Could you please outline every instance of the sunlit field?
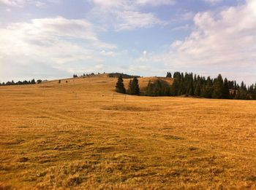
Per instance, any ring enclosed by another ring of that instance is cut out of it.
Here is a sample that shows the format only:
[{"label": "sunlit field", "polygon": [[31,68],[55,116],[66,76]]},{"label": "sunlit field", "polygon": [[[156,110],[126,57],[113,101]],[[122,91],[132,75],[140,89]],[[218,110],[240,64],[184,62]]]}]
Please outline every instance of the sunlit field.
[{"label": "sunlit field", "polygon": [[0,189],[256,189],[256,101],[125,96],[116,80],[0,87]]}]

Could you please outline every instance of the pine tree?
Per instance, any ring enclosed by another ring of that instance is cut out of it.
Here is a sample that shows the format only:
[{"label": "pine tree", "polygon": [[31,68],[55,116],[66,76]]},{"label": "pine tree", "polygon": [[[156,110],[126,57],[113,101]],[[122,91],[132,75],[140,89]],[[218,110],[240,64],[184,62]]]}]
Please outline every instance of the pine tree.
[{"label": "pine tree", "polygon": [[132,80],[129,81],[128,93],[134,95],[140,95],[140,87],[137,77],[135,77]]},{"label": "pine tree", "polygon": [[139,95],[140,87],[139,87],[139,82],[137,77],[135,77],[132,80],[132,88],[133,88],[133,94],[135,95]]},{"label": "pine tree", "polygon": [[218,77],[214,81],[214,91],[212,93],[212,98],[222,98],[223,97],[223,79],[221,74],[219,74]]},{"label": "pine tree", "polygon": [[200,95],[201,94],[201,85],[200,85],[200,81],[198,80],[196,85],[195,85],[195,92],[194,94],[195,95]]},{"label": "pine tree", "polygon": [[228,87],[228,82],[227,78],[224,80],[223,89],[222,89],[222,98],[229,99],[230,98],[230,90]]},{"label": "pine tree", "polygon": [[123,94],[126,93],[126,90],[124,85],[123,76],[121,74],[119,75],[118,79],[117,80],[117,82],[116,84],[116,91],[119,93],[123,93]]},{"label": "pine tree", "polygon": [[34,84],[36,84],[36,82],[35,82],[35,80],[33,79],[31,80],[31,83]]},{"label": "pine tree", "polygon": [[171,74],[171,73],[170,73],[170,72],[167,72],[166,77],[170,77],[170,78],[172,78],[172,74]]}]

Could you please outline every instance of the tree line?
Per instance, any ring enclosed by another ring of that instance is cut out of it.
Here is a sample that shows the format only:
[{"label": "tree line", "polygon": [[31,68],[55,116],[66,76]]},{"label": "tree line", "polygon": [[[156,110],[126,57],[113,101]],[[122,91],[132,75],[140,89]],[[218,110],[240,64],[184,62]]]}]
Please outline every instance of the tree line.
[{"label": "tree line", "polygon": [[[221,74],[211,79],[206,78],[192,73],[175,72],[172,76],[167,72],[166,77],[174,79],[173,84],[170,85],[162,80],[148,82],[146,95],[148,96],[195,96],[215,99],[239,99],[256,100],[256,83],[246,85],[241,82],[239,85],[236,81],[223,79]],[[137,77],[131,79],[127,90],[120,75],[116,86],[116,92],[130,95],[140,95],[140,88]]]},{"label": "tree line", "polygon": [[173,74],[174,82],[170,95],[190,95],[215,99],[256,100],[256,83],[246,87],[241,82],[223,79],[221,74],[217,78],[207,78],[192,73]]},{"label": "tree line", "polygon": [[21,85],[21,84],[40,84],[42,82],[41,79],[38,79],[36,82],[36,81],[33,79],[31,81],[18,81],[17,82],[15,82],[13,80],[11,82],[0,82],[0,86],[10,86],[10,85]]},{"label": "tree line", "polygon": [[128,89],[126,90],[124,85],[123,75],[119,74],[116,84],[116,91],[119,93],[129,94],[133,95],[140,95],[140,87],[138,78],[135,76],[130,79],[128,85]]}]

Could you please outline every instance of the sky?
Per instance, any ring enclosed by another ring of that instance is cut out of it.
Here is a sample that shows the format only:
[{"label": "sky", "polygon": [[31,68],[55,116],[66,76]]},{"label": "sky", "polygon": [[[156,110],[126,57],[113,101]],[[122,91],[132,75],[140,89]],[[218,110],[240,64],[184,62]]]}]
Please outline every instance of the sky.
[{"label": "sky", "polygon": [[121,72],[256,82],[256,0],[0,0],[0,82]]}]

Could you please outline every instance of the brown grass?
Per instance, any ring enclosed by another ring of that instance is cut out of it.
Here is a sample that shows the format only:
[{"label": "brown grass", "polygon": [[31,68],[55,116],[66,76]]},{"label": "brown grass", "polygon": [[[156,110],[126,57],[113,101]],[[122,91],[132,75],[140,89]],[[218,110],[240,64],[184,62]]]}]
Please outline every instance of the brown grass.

The task —
Your task is to reproduce, exactly and exclusively, the lines from the one holding "Could you please outline every instance of the brown" through the final line of the listing.

Response to the task —
Could you please outline every instance of the brown grass?
Per instance, any ring enclosed by another ring of that instance is cut out of it.
Here is a sample that shows the format only:
[{"label": "brown grass", "polygon": [[31,68],[55,116],[66,76]]},{"label": "brown grass", "polygon": [[[156,110],[126,57],[113,101]],[[122,91],[132,75],[140,89]],[[218,110],[240,64],[184,62]]]}]
Please outline every instance of the brown grass.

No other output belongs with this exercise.